> Task to carry out
From the line that contains "Target: window pane" to the last line of the entries, set down each line exactly as written, both ends included, with nothing else.

-- Listed entries follows --

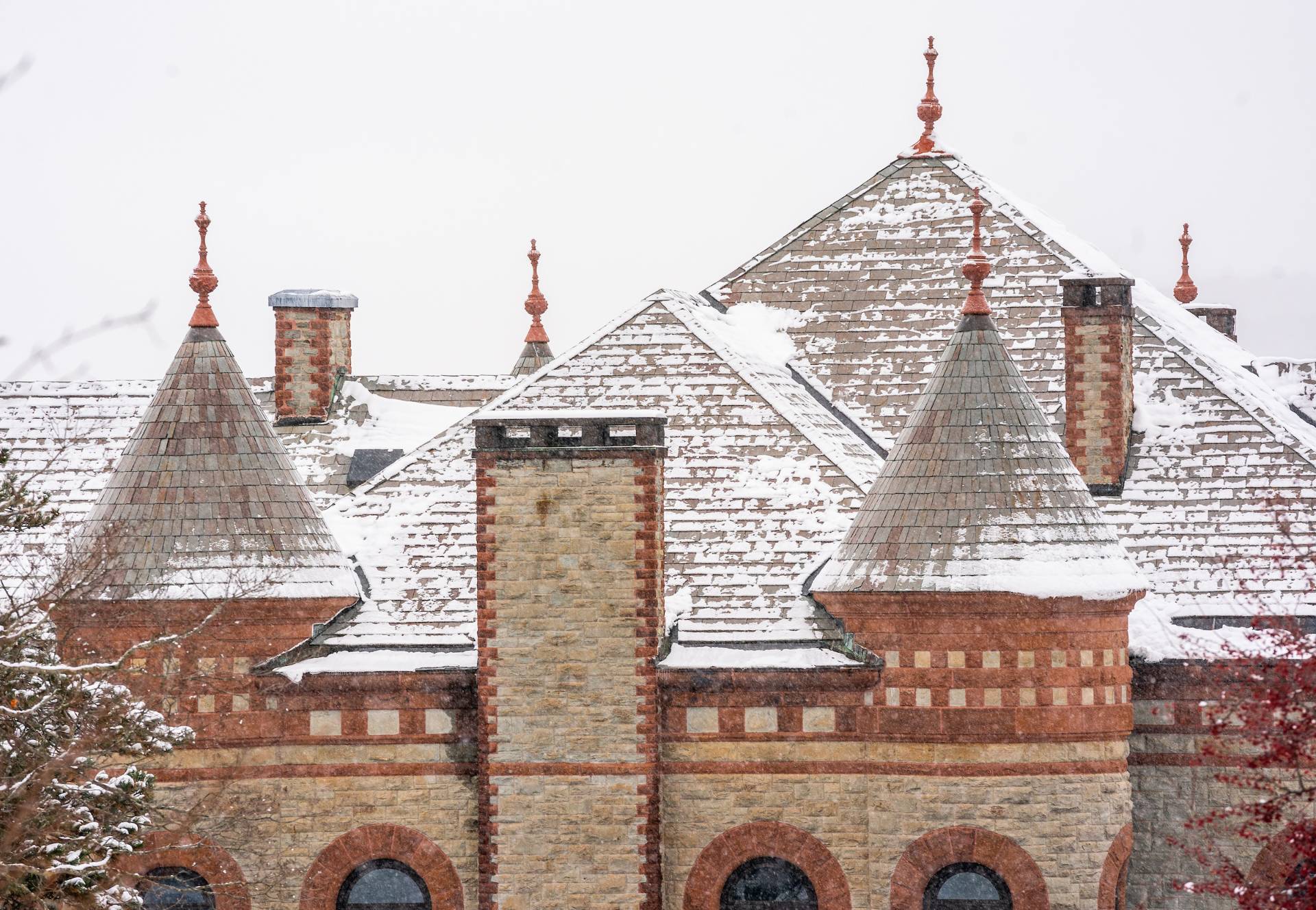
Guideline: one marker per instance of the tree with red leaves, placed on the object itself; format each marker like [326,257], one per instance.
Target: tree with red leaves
[1264,726]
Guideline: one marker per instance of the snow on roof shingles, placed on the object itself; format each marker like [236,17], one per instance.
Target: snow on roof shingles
[758,479]
[874,278]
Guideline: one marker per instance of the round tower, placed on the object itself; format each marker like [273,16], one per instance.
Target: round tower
[984,573]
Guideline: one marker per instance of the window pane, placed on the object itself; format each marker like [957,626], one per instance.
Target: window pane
[385,883]
[968,887]
[175,888]
[768,883]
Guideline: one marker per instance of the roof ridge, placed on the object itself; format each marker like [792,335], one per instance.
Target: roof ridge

-- Listed entries concluded --

> Answer section
Target: window pane
[385,883]
[968,887]
[175,888]
[768,883]
Guideline: one marker per instance of the roof ridge, placed on the object itself; format each marker like [792,335], one per instance.
Target: roof ridge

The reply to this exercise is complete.